Mike - The 709 has Multi EQ-XT, not XT-32.

The XT has 128 data points for the subwoofer vs. the XT-32's 512 points. "XT" is a terrific processing system, but still not quite what "32" adds to the mix. 

We have been experimenting on both systems, and even XT has been yielding terrific results in room. 

The 709 is a bargain for the $$$ receiver. :T


----------



## MikeBiker (Jan 3, 2010)

My mistake. I knew that, I just got the two designations mixed up. I need to engage my brain more when I am posting!


----------



## raynist (Aug 16, 2011)

Does the 709 eq two subs independently?

How would it compare to a stand alone unit like the velodyne sms-1 for eq on a sub?


----------



## MikeBiker (Jan 3, 2010)

The 709 puts out the same signal on both sub out connections. It's essentially a Y connection


----------



## Sonnie (Apr 11, 2006)

From what I have seen the Audyssey XT32 does as good or better than any other "auto-eq" type product. I don't think the SMS-1 is as good.

The units that currently include Sub EQ HT (eq'ing of two subs) are as follows:

Denon AVR-A100
Denon AVR-4311CI
Integra DTR-70.2
Onkyo TX-NR3008 and TX-NR5008
Onkyo PR-SC5507 and PR-SC5508

I know we are getting off topic here, but I would like to see some preamp/processors with XT32 and Sub EQ HT.


----------



## Zeitgeist (Apr 4, 2009)

I think that Audyssey XT32 is supposed to be pretty strong for EQing the lower frequencies (From what I've read and a couple emails I exchanged with Chris K @ Audyssey. Too bad that it's been discontinued, but it probably wouldn't provide enough benefit over a new AVR with XT32.

Probably not a big money maker... unfortunately.


----------



## Moonfly (Aug 1, 2008)

The SVS unit basically ran XT32 but IIRC could utilize a few more measurements due to using full PC processing over an AVRs much inferior built in processor. Audyssey corrects down to at least 10hz, as long as your sub is capable of going that low. Before that though, it measures your subs response so it knows if you have a HPF or ported sub for example, and wont be trying to correct at 10hz on a sub that cant reproduce those frequencies properly.

From what I have found out, the EQ-1 came to the end of its initial production run, and it was a combination of it not being profitable enough (probably not cheap to license Audy tech) and the fact modern Audyssey equipped processors have more or less caught up, that meant continuing production was pointless.

☆ ☆ ☆ ☆

Exercise objective:
Carry on the forum thread about Audyssey subwoofer equalization past its last post.

Lines of labeled points:
☆ ☆ ☆ ☆

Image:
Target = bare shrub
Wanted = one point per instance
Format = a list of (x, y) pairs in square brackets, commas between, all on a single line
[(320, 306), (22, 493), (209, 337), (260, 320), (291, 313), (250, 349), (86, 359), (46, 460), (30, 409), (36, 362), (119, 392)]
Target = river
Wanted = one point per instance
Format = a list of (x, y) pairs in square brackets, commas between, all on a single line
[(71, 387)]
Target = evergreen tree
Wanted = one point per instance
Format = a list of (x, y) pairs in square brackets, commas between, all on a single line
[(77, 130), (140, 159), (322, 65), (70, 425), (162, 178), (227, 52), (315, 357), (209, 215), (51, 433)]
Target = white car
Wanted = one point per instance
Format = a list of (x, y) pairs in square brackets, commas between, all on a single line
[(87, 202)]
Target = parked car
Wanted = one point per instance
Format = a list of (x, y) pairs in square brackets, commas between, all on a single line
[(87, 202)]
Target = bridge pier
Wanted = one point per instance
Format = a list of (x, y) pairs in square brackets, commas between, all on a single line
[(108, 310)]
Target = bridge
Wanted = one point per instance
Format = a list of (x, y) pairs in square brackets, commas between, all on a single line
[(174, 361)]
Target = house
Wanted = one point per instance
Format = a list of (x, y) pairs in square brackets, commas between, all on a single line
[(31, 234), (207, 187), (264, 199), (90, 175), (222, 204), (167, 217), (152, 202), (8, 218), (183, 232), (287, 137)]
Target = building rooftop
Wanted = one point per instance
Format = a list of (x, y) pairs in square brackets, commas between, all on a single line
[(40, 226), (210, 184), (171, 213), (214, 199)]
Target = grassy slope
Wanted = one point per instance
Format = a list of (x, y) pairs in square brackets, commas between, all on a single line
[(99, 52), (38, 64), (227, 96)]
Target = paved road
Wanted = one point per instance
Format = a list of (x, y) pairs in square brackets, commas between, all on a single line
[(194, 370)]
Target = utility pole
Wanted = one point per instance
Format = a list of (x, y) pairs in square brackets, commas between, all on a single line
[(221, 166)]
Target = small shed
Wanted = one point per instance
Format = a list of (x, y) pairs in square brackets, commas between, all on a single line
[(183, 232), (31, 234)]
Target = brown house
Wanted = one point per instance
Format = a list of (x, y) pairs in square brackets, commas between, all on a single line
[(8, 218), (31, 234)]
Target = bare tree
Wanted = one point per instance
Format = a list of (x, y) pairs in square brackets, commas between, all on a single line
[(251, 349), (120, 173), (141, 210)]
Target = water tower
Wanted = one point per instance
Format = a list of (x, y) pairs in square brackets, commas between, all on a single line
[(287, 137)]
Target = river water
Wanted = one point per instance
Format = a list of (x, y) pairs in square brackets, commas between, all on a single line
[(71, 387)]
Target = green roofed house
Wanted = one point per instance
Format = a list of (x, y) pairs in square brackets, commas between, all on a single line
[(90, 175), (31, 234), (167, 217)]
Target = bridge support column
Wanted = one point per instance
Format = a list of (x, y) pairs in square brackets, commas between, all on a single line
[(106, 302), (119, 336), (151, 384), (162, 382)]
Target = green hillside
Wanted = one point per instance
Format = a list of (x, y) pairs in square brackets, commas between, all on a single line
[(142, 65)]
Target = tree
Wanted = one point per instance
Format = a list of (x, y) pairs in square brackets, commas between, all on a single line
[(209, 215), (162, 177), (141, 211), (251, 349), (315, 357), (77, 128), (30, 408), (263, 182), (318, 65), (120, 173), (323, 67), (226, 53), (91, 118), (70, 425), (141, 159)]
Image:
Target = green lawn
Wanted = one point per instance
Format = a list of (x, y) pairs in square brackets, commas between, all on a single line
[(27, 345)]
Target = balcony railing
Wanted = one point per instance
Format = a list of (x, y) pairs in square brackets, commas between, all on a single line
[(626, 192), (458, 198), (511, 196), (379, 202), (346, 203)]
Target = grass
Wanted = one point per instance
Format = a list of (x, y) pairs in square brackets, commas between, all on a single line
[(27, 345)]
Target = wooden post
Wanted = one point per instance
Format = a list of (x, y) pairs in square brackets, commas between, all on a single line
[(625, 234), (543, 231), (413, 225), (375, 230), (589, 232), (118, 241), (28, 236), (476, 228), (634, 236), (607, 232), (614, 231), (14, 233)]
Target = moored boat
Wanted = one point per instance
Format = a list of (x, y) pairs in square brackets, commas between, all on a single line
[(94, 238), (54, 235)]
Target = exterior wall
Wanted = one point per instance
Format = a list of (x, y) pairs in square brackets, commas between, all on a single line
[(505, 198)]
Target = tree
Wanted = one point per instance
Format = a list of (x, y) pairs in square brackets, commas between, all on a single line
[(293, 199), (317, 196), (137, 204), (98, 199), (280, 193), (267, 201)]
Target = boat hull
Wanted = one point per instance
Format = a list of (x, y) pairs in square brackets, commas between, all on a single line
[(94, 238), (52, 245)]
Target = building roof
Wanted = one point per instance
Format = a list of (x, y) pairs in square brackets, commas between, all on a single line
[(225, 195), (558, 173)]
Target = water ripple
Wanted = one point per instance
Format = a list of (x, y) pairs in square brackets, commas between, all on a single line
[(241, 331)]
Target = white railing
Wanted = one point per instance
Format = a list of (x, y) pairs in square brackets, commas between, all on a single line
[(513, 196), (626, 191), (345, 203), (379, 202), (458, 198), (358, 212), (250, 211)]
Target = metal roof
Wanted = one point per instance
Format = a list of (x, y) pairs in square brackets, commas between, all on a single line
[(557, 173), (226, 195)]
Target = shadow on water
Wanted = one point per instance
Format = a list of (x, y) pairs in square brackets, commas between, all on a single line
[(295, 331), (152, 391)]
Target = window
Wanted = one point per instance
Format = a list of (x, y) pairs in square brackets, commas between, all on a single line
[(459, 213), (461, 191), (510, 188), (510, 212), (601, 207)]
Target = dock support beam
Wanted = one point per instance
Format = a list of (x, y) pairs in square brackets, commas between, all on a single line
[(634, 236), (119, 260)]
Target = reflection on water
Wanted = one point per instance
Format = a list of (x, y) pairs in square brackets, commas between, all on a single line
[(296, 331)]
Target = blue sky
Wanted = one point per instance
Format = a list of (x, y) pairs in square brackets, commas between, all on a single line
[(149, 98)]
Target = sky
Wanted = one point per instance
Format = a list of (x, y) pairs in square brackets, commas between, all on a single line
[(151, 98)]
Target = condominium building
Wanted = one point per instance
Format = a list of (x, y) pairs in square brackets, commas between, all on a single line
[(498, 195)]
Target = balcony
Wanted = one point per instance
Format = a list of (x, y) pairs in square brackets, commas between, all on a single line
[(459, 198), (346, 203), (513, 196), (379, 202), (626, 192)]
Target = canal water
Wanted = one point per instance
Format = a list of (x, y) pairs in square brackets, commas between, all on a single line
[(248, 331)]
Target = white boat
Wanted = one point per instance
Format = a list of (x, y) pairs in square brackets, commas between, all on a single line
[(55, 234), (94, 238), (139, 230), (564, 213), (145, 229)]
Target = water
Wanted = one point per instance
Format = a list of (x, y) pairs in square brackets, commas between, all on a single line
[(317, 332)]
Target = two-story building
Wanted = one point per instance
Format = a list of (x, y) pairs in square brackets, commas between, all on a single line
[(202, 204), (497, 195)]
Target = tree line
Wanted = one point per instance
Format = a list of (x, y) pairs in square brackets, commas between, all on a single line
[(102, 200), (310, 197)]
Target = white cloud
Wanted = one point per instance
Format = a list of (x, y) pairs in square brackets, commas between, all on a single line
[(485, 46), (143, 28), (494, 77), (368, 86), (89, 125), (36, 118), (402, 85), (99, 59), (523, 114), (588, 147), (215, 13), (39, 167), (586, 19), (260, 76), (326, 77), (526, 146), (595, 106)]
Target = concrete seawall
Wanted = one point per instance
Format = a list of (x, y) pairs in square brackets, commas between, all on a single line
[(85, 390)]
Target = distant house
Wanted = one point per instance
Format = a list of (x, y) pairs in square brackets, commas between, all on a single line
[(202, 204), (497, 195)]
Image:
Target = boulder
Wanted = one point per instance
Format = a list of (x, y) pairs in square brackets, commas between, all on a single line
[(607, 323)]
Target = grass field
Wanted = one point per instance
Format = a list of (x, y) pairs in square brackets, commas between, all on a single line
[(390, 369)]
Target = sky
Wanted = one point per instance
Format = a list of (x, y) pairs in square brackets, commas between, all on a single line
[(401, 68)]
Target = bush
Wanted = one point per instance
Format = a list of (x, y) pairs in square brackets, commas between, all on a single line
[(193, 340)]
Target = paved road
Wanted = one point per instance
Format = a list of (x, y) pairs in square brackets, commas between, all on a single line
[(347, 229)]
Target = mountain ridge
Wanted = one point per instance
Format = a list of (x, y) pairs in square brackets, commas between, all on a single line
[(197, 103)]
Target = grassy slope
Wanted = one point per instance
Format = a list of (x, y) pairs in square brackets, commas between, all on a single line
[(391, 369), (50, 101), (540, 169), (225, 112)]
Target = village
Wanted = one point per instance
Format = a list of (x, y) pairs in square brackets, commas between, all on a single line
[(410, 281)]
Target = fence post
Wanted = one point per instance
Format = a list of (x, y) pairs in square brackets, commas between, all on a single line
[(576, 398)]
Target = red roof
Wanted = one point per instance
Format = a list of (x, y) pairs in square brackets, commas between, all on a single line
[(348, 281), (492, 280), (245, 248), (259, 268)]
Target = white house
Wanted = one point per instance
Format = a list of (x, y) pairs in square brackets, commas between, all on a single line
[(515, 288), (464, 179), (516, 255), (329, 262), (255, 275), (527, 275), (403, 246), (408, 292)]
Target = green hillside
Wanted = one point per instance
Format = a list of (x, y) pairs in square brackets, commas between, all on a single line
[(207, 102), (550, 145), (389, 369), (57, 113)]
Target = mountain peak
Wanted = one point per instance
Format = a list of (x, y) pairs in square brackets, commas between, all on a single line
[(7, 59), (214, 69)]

☆ ☆ ☆ ☆

The answer:
----------



## Moonfly (Aug 1, 2008)

Sonnie said:


> From what I have seen the Audyssey XT32 does as good or better than any other "auto-eq" type product. I don't think the SMS-1 is as good.
> 
> The units that currently include Sub EQ HT (eq'ing of two subs) are as follows:
> 
> ...


The Onky 5509 also does.

The antimode is claimed to be on a par with Multi EQ XT, although even DSpeaker reckon XT32 is likely better. There is a new dual core processor based true dual channel unit coming out next year though, and that can do a pair of subs, but will also do full range speakers of required. It will also incorporate a nifty little built in screen that will display the graphs. Pricing will be about 800 euros though.

Pioneer, Emotiva, Yamaha, Arcam, and Anthem (to name a few) all use their own methods of eq instead of licensing Audyssey tech, but with the exception of Arc on the Anthem, Audyssey is much better than any of the other offerings, and personally I would choose Audyssey over Arc as well, especially for DIY subs, and even more so for very high end sealed DIY subs. Most other high end companies manufacturing processors usually run fairly basic units based on the premise they are getting back to pure audio, and for those a stand alone unit is the only way to get high end eq into that system. Bryston, AudioLab, Tag Mclaren and Ada Suite are a few that spring to mind.


----------



## Moonfly (Aug 1, 2008)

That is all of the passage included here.